*TO DO*. For this task, every record below must be reproduced exactly.

Items listed in a dataset
-=-=-

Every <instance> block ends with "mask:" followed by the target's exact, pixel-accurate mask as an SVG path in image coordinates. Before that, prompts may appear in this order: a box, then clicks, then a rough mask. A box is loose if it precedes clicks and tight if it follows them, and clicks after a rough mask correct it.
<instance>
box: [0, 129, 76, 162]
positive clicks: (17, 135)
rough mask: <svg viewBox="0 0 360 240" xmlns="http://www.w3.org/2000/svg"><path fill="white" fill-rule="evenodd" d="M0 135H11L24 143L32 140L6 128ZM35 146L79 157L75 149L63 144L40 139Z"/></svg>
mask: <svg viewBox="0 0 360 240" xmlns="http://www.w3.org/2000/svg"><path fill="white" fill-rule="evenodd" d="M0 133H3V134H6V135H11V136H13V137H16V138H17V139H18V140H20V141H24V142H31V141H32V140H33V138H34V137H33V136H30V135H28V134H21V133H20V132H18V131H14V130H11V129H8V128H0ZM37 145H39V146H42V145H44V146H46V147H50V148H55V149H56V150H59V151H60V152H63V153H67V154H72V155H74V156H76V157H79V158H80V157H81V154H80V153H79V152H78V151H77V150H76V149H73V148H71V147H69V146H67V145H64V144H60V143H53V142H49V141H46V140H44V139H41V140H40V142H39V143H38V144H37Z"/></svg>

-=-=-

*COMPLETED EXERCISE*.
Every <instance> block ends with "mask:" followed by the target's exact, pixel-accurate mask as an SVG path in image coordinates. Before that, prompts may appear in this order: a box, then clicks, then a rough mask. A box is loose if it precedes clicks and tight if it follows them, and clicks after a rough mask correct it.
<instance>
box: [0, 129, 76, 162]
positive clicks: (17, 135)
rough mask: <svg viewBox="0 0 360 240" xmlns="http://www.w3.org/2000/svg"><path fill="white" fill-rule="evenodd" d="M0 135H11L24 143L32 140L6 128ZM35 146L79 157L75 149L63 144L40 139Z"/></svg>
mask: <svg viewBox="0 0 360 240" xmlns="http://www.w3.org/2000/svg"><path fill="white" fill-rule="evenodd" d="M0 133H3V134H6V135H11V136H13V137H16V138H17V139H18V140H20V141H24V142H31V141H32V140H33V138H34V137H33V136H30V135H28V134H21V133H20V132H18V131H14V130H11V129H8V128H0ZM37 145H39V146H42V145H44V146H46V147H50V148H55V149H56V150H59V151H60V152H63V153H67V154H72V155H74V156H76V157H79V158H80V157H81V154H80V153H79V152H78V151H77V150H76V149H73V148H71V147H69V146H67V145H64V144H60V143H53V142H49V141H46V140H44V139H41V140H40V142H39V143H38V144H37Z"/></svg>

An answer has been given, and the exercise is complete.